>>

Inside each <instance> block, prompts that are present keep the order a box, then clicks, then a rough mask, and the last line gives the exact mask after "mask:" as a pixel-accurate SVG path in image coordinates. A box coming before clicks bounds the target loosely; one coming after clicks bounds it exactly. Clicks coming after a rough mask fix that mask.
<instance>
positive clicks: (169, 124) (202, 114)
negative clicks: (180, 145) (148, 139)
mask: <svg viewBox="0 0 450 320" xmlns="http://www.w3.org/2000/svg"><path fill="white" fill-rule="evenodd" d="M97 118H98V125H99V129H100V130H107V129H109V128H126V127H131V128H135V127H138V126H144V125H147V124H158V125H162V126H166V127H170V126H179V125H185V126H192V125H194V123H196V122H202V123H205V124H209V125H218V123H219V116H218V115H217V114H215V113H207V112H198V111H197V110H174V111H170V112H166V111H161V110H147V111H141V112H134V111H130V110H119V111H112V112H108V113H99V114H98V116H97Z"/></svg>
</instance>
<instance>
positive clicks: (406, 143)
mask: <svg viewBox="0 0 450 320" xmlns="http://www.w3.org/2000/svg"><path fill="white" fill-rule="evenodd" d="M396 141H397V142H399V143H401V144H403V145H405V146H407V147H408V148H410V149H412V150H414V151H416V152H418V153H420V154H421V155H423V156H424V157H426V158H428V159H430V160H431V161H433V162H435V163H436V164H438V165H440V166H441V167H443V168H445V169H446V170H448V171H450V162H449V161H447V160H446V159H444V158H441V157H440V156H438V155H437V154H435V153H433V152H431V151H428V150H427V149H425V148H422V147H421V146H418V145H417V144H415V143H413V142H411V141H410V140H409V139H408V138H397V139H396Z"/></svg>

<<

◆ **Exercise requirements**: Recast every line of the records above as a Markdown table with the columns Row and Line: Row holds the line's number, and Line holds its text. Leave out blank lines.

◆ **Response to this exercise**:
| Row | Line |
|---|---|
| 1 | Inside each <instance> block, prompts that are present keep the order a box, then clicks, then a rough mask, and the last line gives the exact mask after "mask:" as a pixel-accurate SVG path in image coordinates. A box coming before clicks bounds the target loosely; one coming after clicks bounds it exactly. Clicks coming after a rough mask fix that mask. |
| 2 | <instance> |
| 3 | positive clicks: (169, 124) (202, 114) |
| 4 | negative clicks: (180, 145) (148, 139) |
| 5 | mask: <svg viewBox="0 0 450 320" xmlns="http://www.w3.org/2000/svg"><path fill="white" fill-rule="evenodd" d="M97 118H98V125H99V129H100V130H107V129H109V128H126V127H131V128H135V127H138V126H144V125H147V124H158V125H162V126H166V127H170V126H179V125H185V126H192V125H194V123H196V122H202V123H205V124H209V125H218V123H219V116H218V115H217V114H215V113H207V112H198V111H197V110H174V111H170V112H166V111H161V110H147V111H141V112H134V111H130V110H119V111H112V112H108V113H99V114H98V116H97Z"/></svg> |
| 6 | </instance> |
| 7 | <instance> |
| 8 | positive clicks: (406, 143) |
| 9 | mask: <svg viewBox="0 0 450 320" xmlns="http://www.w3.org/2000/svg"><path fill="white" fill-rule="evenodd" d="M396 141H397V142H399V143H401V144H403V145H405V146H407V147H408V148H410V149H412V150H414V151H416V152H418V153H420V154H421V155H423V156H424V157H426V158H428V159H430V160H431V161H433V162H435V163H436V164H438V165H440V166H441V167H443V168H445V169H446V170H448V171H450V162H449V161H447V160H446V159H444V158H441V157H440V156H438V155H437V154H435V153H433V152H431V151H428V150H427V149H425V148H422V147H421V146H418V145H417V144H415V143H413V142H411V141H410V140H409V139H408V138H397V139H396Z"/></svg> |